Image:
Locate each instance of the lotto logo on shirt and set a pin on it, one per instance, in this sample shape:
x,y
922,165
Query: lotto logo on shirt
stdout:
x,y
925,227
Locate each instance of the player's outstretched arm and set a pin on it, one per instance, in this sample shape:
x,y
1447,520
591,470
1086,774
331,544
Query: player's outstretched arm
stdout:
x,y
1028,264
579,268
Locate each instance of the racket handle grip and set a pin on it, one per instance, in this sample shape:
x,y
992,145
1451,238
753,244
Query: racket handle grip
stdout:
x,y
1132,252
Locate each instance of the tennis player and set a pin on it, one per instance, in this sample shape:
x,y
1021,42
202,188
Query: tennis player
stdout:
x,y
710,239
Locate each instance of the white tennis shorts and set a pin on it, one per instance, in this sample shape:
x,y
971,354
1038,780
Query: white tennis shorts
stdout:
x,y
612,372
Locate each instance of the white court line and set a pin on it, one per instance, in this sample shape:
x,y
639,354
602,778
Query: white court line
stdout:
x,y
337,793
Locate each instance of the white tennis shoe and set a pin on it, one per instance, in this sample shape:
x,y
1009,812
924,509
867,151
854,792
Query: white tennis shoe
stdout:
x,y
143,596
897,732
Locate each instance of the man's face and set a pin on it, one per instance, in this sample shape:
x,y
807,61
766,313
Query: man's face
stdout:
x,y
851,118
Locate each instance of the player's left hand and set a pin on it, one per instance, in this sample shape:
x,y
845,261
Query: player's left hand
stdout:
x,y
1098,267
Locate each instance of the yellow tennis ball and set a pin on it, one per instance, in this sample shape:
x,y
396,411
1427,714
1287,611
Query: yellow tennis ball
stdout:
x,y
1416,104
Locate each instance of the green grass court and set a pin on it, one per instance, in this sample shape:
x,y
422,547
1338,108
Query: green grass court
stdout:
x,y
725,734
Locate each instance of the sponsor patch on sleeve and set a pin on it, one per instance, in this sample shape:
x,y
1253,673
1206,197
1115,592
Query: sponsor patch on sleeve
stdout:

WHAT TO DO:
Lines in the data that include the word "tennis" should all be copied.

EXERCISE ANSWER:
Locate each instance of the tennis player and set a pin on it, one per instance, in this sample shape:
Query: tennis player
Locate each instance of the white tennis shorts and set a pin on it, one per instance, in this sample shape:
Query: white tennis shorts
Locate each instance of the white tennis shoe and set a pin on it, one per instance, in this sample shape:
Query: white tennis shoe
Locate each instance of the yellow tennis ball and set a pin on it, one per instance, in this sample shape:
Query: yellow tennis ball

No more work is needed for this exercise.